• Challenges:
**A)** In the NFV article, what do operators say is the primary reason for the shift to the CPE-hosted model?
**B)** Extract the section of the NFV article that opens with the words containing "Most of the" and closes with "when conditions demand.".

• Quoted passage:
-- begin --
One of the ironies of NFV is that its greatest success may be coming from deployments that are actually not NFV at all. A part of this is due to normal market dynamics; you always try to pick the low apples first. Another part is due to the scope limitations I’ve blogged about before; holistic benefits demand a holistic solution, and standards-based NFV doesn’t cover enough ground yet. One interesting question is whether the current dynamic could help or hurt long-term NFV deployment.
Most of the publicized NFV service strategies are based on a CPE-hosted functions model, rather than the cloud-or-virtualization-hosted model that operators first envisioned and that the ISG is working to define. In the CPE-hosted model, a user is given a premises box that is capable of being loaded with feature software from a central management system. This box then provides the “virtual functions” on demand, easily updated to new versions, deleted when no longer needed, or augmented when conditions demand.
Operators tell me that the primary reason for this shift is the problem with “first cost” in NFV deployments. If you presume central hosting of VNFs in NFV you need something to host them on, and unless you want to hairpin traffic a considerable distance you’ll need those hosting points at least proximate to the points of user connection. For a network operator rolling out an NFV-based service over three or four or thirty or forty metro areas, this means an early commitment to multiple cloud data centers with enough servers to create suitable economy of scale. That cost will rack up immediately, and the operator will then have to wait while marketing and opportunity combine to create buyers, which is why it’s called “first cost”.
-- end --
• Data:
-- begin --
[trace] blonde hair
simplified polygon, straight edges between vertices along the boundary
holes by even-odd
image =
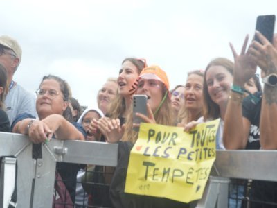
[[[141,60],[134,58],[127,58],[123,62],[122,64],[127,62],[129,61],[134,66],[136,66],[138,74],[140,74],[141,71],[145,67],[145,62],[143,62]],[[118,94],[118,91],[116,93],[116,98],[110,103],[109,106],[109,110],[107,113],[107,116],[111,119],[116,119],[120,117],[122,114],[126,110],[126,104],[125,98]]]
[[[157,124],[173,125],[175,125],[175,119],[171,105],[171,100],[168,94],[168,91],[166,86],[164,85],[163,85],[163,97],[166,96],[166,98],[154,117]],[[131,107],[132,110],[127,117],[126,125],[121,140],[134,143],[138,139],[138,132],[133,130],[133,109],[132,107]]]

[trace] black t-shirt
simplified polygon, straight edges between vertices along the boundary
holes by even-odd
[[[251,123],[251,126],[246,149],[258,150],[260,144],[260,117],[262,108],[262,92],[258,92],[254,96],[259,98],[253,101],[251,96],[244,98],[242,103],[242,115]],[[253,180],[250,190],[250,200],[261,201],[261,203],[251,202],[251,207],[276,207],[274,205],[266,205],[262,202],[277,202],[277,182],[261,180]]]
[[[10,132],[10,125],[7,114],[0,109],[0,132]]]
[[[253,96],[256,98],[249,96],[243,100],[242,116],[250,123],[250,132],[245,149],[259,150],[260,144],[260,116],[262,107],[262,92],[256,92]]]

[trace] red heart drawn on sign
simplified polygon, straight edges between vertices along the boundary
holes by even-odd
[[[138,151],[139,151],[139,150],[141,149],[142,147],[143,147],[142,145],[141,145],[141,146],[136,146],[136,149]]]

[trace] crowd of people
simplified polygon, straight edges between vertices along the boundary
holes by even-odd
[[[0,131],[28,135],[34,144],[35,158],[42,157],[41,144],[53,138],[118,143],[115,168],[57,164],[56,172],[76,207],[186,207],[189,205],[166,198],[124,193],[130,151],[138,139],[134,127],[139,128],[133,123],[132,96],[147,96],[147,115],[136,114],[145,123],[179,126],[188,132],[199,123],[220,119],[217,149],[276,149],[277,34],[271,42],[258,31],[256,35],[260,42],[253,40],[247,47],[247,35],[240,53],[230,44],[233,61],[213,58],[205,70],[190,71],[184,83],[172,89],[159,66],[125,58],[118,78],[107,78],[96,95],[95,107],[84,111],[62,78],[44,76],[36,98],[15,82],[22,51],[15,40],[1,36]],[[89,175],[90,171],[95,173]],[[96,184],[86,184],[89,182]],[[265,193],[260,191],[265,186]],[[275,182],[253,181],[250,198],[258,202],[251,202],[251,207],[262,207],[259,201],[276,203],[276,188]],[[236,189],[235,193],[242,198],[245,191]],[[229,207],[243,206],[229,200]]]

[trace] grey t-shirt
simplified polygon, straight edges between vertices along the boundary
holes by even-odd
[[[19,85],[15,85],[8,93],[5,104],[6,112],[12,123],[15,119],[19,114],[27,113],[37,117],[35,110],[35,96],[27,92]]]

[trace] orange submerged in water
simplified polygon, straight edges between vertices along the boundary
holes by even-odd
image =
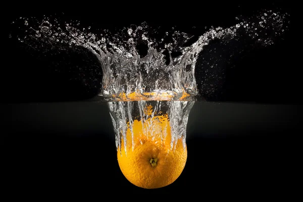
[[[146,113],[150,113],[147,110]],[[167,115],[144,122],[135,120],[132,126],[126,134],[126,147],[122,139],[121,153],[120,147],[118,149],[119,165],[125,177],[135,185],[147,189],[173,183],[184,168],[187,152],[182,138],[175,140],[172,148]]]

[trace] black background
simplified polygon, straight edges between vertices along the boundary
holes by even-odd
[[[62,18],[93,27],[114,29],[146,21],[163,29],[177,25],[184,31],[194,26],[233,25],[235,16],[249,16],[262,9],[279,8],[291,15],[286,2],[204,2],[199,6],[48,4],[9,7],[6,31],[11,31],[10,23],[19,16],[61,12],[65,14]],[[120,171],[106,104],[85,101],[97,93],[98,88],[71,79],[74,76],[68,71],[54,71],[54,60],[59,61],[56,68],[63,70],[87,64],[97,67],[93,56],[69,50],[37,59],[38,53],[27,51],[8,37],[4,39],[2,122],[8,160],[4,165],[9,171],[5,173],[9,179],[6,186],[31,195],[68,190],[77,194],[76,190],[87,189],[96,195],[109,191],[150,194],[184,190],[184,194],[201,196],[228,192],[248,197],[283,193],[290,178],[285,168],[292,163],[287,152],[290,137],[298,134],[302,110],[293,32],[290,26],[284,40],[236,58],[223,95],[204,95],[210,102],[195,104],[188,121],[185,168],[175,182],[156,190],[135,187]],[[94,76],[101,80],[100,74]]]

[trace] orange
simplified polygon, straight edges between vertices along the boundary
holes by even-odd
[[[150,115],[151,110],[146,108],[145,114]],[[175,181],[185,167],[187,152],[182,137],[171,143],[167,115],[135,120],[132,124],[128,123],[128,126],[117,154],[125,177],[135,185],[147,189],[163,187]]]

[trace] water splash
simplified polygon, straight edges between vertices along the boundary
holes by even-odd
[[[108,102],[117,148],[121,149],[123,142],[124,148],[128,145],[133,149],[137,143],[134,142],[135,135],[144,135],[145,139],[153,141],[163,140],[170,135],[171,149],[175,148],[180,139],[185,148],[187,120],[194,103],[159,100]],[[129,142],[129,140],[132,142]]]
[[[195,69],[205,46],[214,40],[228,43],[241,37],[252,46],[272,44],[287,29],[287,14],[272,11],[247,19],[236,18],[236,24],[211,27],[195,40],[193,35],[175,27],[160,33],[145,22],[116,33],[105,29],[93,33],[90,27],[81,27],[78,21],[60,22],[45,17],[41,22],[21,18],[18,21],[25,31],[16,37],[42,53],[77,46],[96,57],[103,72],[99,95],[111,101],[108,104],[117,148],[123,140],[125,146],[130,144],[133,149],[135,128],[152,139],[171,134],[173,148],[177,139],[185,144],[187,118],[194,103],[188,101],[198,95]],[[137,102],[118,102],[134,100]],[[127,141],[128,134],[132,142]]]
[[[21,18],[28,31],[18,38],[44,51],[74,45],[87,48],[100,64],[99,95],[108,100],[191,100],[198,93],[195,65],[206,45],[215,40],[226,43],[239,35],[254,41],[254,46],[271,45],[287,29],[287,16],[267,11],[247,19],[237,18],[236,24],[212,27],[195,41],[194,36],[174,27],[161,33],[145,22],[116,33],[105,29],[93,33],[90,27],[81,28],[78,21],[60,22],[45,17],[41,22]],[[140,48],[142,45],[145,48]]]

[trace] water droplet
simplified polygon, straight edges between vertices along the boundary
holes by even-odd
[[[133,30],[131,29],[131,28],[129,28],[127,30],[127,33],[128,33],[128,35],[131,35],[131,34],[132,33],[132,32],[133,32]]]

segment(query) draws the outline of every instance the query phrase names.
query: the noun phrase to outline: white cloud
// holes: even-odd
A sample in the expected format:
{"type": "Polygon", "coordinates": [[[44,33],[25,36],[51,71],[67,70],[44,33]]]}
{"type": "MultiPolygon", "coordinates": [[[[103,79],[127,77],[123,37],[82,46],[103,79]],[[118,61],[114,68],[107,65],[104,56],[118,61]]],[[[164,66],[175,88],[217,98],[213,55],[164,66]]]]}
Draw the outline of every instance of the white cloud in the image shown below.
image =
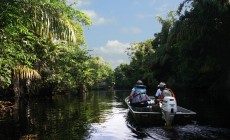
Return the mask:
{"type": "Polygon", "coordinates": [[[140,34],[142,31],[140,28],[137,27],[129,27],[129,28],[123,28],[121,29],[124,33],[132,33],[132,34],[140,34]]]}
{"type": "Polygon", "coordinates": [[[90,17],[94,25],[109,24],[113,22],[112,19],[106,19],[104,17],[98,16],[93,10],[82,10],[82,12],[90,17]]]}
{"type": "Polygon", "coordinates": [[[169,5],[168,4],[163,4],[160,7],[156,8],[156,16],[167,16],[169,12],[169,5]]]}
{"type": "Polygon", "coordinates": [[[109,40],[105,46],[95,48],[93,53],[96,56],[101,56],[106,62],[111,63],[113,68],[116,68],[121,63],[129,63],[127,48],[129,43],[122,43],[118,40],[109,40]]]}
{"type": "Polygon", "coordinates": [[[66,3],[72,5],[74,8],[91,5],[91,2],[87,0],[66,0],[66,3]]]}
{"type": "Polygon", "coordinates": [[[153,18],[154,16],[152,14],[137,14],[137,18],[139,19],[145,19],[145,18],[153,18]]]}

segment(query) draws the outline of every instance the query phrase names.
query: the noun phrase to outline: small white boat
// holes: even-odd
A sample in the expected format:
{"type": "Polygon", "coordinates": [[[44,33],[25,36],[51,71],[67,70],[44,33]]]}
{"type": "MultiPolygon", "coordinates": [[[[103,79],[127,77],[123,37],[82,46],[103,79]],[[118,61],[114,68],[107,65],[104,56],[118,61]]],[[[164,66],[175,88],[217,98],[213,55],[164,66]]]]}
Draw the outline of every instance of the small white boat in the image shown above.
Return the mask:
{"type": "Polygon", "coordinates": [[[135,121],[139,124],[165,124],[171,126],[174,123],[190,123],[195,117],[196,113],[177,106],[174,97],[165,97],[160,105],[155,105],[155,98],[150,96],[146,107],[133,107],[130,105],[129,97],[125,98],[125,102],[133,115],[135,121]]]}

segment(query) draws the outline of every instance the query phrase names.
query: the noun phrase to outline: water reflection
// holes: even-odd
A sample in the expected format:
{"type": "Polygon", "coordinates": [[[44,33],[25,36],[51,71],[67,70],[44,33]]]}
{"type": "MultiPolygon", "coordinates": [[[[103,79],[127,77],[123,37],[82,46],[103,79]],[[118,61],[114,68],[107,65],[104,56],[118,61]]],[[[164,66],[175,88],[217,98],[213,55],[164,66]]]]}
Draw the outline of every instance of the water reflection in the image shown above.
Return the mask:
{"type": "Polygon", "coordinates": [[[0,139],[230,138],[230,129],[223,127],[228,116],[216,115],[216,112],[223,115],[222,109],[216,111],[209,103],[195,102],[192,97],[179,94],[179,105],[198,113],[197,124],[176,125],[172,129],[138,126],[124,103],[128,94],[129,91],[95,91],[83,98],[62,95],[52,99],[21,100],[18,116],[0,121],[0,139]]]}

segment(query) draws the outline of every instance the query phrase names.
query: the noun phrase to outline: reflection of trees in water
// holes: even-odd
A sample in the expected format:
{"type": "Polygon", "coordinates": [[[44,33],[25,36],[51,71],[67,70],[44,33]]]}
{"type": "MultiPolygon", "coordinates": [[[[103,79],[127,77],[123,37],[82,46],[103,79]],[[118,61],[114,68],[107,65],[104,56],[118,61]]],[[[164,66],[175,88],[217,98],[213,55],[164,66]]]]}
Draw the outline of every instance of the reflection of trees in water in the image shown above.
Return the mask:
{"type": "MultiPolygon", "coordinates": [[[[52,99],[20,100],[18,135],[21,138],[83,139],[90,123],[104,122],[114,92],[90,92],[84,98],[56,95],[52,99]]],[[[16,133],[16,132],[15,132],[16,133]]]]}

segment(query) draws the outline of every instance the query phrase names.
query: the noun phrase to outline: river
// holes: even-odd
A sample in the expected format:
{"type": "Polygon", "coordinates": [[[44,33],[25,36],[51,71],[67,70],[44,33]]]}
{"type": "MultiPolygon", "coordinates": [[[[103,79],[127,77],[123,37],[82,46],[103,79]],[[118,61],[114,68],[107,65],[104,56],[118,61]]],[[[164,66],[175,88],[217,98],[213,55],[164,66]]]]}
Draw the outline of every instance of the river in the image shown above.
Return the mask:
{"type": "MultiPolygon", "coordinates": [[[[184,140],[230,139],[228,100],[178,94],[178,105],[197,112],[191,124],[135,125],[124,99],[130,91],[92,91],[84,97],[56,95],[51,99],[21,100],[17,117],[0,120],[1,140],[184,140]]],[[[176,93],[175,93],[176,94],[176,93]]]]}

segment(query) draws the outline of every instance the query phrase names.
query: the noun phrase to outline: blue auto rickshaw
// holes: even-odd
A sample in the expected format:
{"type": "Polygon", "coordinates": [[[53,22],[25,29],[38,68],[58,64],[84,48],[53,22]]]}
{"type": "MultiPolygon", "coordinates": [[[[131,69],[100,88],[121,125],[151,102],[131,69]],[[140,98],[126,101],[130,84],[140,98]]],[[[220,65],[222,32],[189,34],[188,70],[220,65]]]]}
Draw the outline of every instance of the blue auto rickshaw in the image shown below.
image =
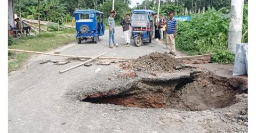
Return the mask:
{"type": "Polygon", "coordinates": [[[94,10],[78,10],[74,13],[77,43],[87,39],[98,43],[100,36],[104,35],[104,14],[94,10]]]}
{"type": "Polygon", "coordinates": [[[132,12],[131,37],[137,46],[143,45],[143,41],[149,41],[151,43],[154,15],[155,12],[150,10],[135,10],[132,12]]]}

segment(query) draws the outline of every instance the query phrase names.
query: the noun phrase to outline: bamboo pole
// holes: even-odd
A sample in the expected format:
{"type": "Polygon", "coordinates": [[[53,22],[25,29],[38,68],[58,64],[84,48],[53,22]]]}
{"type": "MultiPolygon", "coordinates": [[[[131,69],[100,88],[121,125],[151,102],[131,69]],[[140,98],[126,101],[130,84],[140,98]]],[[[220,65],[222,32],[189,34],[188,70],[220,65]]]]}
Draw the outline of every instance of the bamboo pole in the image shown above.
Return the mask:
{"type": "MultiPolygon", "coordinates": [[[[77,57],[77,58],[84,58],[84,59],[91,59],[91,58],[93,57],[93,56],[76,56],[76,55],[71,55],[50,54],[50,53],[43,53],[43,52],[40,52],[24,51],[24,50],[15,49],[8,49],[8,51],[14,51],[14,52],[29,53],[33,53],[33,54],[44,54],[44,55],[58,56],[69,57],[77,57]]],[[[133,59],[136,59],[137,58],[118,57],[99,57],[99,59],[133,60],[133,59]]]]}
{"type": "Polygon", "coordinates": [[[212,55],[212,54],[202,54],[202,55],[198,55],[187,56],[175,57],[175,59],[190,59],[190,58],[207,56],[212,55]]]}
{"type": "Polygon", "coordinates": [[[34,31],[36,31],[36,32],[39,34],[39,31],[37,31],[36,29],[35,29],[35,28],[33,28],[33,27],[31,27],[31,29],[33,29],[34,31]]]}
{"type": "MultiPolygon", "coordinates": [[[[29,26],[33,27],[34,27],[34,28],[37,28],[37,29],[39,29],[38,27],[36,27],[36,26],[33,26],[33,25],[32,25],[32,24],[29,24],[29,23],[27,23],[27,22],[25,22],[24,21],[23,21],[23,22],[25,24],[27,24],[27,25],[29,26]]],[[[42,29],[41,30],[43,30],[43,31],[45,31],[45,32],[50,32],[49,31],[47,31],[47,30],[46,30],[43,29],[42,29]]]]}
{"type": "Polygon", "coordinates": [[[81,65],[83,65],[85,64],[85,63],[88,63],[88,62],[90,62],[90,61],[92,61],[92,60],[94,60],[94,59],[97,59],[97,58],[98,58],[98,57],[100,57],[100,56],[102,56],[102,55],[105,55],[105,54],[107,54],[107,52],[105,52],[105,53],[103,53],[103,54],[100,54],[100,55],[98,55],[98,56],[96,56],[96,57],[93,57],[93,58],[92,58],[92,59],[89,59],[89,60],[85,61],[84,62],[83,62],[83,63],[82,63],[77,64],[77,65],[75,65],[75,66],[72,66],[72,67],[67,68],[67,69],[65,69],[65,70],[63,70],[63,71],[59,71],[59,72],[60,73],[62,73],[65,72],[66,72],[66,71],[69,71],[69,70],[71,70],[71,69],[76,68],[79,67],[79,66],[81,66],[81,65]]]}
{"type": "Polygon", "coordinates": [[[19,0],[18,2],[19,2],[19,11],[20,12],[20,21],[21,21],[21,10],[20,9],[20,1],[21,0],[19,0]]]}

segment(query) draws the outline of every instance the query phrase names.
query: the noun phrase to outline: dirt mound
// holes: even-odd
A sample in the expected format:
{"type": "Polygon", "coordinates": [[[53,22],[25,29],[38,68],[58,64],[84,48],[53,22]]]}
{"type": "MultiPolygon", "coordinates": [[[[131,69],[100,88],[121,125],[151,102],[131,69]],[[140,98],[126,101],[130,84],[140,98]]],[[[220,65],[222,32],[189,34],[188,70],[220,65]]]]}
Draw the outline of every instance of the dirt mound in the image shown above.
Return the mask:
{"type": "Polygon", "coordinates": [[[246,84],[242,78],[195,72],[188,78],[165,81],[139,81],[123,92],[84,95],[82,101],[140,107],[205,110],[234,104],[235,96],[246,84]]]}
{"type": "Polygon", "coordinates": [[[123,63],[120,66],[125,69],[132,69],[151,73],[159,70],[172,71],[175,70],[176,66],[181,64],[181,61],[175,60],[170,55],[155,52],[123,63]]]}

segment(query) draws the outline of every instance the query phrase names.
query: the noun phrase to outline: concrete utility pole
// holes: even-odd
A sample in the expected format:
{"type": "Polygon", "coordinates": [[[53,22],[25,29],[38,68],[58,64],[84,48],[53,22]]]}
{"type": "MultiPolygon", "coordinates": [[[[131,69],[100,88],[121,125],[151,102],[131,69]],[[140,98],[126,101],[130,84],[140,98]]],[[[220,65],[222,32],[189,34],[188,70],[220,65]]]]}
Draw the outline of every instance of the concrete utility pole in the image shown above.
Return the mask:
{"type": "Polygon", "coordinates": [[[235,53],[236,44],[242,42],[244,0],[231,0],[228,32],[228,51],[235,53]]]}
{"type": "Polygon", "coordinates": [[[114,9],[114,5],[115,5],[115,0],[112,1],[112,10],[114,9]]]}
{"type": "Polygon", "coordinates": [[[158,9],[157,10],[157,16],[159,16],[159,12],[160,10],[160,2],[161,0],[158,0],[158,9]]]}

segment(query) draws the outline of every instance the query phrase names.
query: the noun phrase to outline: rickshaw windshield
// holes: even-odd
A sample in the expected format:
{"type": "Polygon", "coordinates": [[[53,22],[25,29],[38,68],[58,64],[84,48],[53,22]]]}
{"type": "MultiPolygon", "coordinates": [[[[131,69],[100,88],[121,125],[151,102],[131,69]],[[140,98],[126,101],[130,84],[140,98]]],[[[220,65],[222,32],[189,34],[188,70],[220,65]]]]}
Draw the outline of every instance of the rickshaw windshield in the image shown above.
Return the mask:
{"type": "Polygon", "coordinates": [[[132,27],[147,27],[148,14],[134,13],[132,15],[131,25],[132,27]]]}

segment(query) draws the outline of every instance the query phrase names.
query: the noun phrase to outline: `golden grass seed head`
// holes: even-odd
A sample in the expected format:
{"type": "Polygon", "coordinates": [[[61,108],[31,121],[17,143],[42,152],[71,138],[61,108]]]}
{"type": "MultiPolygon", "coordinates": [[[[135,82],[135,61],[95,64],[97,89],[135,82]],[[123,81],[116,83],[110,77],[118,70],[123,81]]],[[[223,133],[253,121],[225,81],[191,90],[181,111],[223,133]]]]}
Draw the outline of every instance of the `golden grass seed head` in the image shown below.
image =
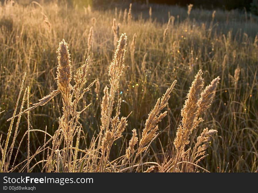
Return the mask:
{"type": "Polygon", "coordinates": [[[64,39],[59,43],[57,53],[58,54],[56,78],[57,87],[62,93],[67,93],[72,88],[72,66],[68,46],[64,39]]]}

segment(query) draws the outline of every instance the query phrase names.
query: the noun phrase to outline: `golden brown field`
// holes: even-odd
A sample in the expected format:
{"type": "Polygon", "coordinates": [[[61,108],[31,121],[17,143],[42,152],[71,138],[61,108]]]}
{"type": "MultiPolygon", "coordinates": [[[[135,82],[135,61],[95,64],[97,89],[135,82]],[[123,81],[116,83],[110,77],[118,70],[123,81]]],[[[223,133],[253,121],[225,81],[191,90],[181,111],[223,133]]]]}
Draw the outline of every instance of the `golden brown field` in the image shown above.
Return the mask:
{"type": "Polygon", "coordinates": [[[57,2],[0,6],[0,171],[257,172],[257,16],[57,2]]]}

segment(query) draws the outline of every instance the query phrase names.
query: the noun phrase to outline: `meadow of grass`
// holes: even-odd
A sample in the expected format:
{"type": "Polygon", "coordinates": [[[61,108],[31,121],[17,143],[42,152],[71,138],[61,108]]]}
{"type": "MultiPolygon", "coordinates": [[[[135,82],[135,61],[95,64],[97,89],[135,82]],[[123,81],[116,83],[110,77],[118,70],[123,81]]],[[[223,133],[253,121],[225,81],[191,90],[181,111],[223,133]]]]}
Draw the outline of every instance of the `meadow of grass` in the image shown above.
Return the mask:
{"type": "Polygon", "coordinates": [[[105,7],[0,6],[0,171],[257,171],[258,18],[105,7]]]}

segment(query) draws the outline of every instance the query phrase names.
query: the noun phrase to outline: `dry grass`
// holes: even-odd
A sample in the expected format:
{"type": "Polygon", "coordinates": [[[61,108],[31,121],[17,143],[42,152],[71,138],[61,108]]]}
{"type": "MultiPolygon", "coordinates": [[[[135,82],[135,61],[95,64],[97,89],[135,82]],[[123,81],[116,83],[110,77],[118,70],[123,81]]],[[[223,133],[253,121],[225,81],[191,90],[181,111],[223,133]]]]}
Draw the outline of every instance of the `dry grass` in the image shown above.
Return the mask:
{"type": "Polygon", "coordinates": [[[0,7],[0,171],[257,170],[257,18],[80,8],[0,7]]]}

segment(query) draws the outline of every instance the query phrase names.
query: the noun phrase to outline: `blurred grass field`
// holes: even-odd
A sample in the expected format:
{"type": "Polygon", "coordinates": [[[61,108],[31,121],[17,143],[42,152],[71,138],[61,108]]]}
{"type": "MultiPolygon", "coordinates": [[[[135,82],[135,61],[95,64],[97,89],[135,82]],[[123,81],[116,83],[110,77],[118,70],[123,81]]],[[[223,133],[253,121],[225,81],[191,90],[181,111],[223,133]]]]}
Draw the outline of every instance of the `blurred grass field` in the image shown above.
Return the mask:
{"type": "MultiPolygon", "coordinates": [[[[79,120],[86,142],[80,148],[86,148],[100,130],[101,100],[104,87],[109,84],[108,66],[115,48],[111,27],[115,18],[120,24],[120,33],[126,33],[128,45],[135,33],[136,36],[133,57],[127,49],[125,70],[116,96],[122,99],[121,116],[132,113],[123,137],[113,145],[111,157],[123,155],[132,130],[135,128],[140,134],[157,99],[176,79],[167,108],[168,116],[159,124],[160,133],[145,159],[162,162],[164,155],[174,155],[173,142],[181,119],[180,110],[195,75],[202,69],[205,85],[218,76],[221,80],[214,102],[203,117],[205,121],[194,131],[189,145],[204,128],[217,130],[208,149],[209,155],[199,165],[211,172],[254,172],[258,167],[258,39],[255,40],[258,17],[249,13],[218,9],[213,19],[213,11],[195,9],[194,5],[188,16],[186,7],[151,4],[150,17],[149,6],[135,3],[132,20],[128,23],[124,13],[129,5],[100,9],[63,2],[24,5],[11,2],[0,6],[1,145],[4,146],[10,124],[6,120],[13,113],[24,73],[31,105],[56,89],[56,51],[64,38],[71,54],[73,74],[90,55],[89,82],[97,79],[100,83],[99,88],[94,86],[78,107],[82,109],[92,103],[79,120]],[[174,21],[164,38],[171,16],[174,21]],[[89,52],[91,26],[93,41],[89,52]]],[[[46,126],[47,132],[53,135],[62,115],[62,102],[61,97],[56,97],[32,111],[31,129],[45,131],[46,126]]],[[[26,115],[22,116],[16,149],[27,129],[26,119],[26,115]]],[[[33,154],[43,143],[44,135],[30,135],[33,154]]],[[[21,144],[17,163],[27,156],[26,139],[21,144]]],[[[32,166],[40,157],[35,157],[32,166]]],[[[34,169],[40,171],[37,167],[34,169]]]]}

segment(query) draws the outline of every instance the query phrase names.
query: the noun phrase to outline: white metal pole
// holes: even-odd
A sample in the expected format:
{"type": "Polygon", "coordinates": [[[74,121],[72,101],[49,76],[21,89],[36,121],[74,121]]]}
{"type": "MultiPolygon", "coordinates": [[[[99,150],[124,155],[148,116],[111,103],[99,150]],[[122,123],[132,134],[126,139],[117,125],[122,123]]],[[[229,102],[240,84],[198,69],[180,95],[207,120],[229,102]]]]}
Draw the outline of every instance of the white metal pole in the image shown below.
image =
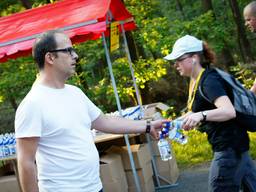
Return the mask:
-- end --
• Answers for this exercise:
**A)** The problem with "first cost" in NFV deployments.

**B)**
Most of the publicized NFV service strategies are based on a CPE-hosted functions model, rather than the cloud-or-virtualization-hosted model that operators first envisioned and that the ISG is working to define. In the CPE-hosted model, a user is given a premises box that is capable of being loaded with feature software from a central management system. This box then provides the “virtual functions” on demand, easily updated to new versions, deleted when no longer needed, or augmented when conditions demand.